(Outline labeling data)
##############################

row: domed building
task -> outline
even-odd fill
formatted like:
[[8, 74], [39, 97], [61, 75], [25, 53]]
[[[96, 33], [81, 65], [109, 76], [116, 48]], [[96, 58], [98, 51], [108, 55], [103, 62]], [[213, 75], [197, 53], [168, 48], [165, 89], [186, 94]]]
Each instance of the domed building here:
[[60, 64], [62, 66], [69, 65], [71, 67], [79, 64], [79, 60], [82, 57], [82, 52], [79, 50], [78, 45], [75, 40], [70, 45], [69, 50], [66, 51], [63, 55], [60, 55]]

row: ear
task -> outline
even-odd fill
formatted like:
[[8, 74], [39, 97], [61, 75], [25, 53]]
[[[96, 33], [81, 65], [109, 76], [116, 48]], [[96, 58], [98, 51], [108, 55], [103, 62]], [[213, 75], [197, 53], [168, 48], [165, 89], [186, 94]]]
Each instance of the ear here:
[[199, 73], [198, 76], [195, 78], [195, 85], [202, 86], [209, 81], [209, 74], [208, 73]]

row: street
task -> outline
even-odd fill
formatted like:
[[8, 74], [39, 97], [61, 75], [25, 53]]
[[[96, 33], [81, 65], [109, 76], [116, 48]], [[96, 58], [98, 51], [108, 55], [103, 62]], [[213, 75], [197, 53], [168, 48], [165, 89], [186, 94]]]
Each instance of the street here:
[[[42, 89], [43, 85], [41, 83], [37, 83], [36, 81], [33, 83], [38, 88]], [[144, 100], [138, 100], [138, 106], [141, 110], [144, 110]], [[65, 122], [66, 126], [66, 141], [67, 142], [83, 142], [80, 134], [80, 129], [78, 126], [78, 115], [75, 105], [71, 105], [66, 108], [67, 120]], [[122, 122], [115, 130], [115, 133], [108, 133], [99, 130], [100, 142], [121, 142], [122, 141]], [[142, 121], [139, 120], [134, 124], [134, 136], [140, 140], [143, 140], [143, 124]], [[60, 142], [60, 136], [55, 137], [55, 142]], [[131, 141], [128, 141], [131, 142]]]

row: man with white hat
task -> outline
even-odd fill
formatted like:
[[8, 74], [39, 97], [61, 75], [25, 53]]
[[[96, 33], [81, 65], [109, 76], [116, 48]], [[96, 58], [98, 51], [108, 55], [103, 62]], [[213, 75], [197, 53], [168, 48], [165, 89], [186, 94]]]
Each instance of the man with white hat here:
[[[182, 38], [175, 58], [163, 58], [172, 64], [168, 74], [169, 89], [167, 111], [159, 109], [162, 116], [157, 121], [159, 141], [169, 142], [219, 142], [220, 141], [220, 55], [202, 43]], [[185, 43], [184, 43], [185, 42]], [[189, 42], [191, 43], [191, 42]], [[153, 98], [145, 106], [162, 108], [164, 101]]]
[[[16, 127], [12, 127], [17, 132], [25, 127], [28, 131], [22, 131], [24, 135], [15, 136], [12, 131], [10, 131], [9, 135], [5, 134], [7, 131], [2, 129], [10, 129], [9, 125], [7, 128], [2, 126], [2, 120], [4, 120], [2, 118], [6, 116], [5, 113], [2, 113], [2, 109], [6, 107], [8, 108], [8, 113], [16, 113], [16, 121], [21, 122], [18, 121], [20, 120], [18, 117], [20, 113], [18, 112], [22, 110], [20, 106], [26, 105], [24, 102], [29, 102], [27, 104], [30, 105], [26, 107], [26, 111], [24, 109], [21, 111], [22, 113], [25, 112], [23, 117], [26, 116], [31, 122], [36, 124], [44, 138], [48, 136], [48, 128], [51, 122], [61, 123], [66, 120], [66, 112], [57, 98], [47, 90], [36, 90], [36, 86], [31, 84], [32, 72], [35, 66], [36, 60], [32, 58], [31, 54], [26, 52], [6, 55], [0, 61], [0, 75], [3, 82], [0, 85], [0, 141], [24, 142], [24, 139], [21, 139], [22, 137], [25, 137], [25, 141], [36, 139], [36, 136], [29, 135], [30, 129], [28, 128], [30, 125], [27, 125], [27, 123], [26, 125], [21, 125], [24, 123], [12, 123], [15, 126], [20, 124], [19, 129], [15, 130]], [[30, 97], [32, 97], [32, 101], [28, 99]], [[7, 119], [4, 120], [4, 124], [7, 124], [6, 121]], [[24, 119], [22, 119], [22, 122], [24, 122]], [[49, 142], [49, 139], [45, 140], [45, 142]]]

##############################

Task instructions » Rescale this data, starting at the line that has "row: man with white hat" and stopping after the line that has "108], [164, 101]]]". Give every line again, with each polygon coordinate in the answer multiplied by 0.45 and rounded to the nearest whole number (halves round up), while the numbers in the format samples stay as they are.

Task output »
row: man with white hat
task -> outline
even-odd fill
formatted like:
[[8, 74], [39, 97], [61, 75], [25, 53]]
[[[96, 33], [81, 65], [109, 76], [116, 48]], [[96, 58], [98, 51], [108, 55], [103, 62]], [[213, 75], [197, 53], [168, 48], [165, 89], [186, 94]]]
Each instance of the man with white hat here:
[[[82, 17], [79, 26], [73, 26], [77, 29], [76, 33], [76, 40], [75, 50], [72, 49], [73, 52], [71, 54], [72, 63], [76, 64], [99, 64], [99, 63], [99, 25], [91, 19]], [[83, 19], [83, 19], [83, 19]], [[85, 19], [86, 19], [86, 19]], [[69, 44], [65, 48], [73, 49], [74, 45]]]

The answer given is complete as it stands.